→ **TEXT FOR ANALYSIS**
On May 16, 2011, United States Studies, in cooperation with the No Limits Foundation and the International Labour Organization (ILO) offered a first look at the ILO’s comprehensive new report on global discrimination, "Equality at Work: The Continuing Challenge." The study critically examines thirteen different types of workplace discrimination, ranging from gender to race to HIV/AIDS status, and offers policy solutions for bringing about greater global economic equality. This event featured Guy Ryder and Lisa Wong-Ramesar of the ILO, who had both worked directly on the report, as well as distinguished panelists from labor, business, and government.
Sonya Michel opened the meeting by noting the international scope of workplace inequality and the importance of gathering data to address the problem. Congratulating the ILO on its research, Michel said she hoped the meeting would “bring this important document to public attention [and] lead to the kinds of policies that will eventually bring equality in the workplace for all.” In her introductory remarks, Ann Lewis compared the economic potential of achieving workplace equality with the disadvantages of discrimination. Discrimination not only injures individuals but “shackles the entire economy,” she said, while “greater equality produces more overall prosperity” by allowing all citizens to use their talents productively.
Providing an overview of the report, Lisa Wong-Ramesar chronicled numerous forms of continuing workplace discrimination. In many societies, she said, progressive labor laws, family-friendly policies, and enforcement commissions have proliferated. Yet discrimination not only persists but has been amplified by the global economic downturn, which has caused a lag in funding for implementation of these initiatives. The report, she noted, highlights continuing discrimination based on sex, race, political views, disabilities, age, caste, sexual orientation, and membership in minority groups such as migrant workers (the group hardest hit by the global recession), HIV/AIDS patients, and those with certain lifestyle choices, like smokers.

→ **YOUR ASSIGNMENT**
Please mark each statement yes or no according to the text on the ILO discrimination report, and quote the words of the text that decide it. (a) The study examines thirteen different types of workplace discrimination. (b) Migrant workers are named as the group hardest hit by the global recession. (c) The global economic downturn has reduced workplace discrimination.

→ **DATA FOR ANALYSIS**
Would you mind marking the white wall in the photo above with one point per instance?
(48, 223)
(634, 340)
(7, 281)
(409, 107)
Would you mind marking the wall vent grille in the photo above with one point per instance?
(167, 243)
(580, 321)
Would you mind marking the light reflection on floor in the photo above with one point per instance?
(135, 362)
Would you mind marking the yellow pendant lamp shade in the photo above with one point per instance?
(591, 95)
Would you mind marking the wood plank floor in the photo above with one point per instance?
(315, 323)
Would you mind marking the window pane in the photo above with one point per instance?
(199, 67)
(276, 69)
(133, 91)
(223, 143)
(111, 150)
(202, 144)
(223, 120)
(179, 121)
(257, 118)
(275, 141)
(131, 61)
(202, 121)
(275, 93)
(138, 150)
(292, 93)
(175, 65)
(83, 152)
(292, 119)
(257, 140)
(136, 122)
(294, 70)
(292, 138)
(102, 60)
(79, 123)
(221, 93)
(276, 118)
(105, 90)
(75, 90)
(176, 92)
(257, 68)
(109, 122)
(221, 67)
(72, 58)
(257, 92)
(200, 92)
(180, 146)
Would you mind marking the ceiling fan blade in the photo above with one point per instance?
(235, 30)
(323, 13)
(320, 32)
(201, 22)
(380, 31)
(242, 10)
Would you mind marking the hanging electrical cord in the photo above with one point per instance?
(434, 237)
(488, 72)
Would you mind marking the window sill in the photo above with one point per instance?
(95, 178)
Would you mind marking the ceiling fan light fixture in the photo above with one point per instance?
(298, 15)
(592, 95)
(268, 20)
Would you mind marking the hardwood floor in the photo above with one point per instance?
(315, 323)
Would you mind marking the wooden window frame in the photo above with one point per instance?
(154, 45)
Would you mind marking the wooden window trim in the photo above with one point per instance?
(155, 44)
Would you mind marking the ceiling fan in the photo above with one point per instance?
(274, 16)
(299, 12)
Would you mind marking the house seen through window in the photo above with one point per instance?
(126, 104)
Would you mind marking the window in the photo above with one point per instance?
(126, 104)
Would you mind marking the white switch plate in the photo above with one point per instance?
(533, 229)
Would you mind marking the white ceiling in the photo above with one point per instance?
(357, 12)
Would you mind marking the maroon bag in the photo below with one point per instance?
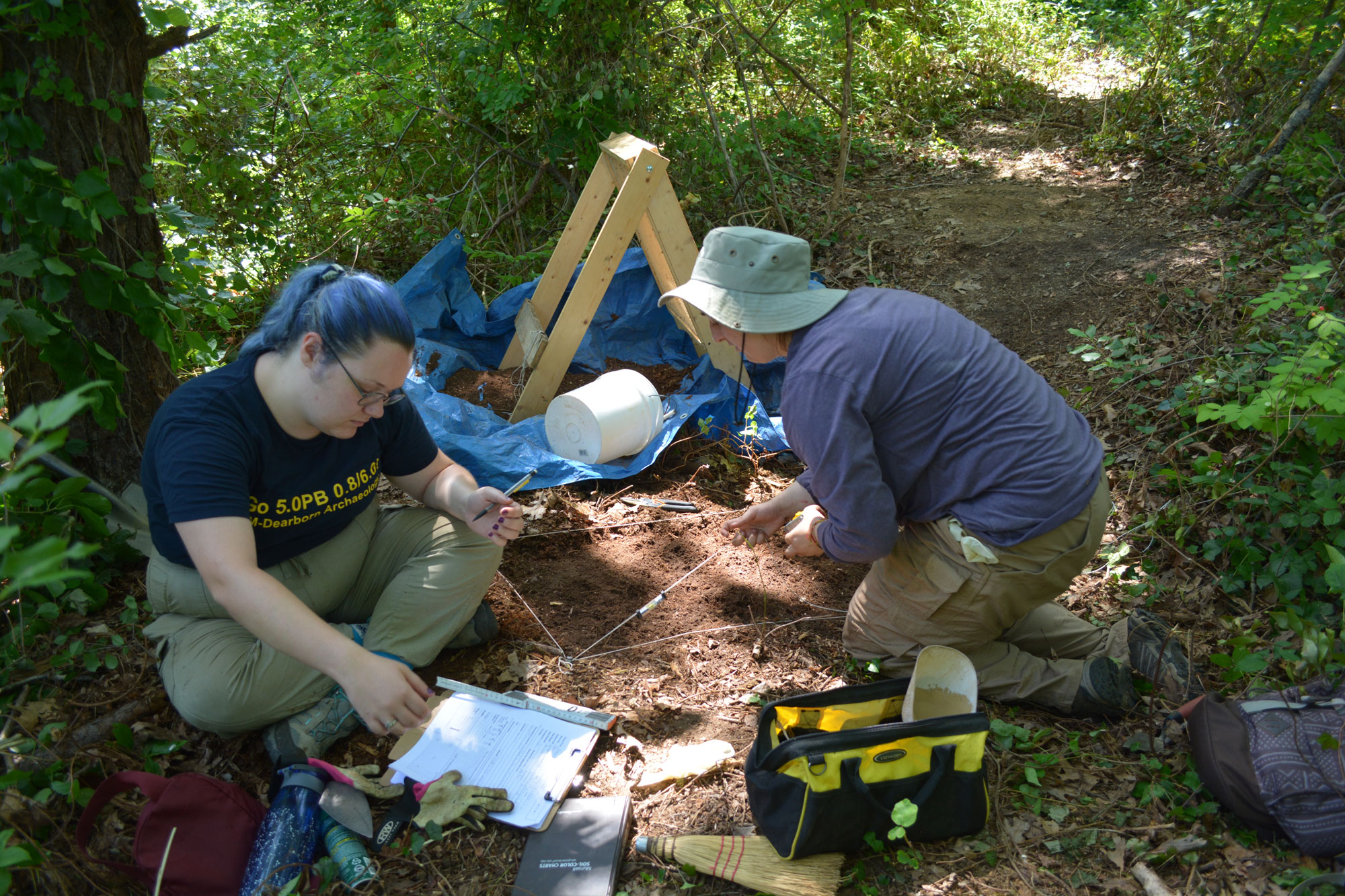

→ **RESULT OF THE EXERCISE**
(a) Yes: "The study critically examines thirteen different types of workplace discrimination"
(b) Yes: "migrant workers (the group hardest hit by the global recession)"
(c) No: "discrimination not only persists but has been amplified by the global economic downturn"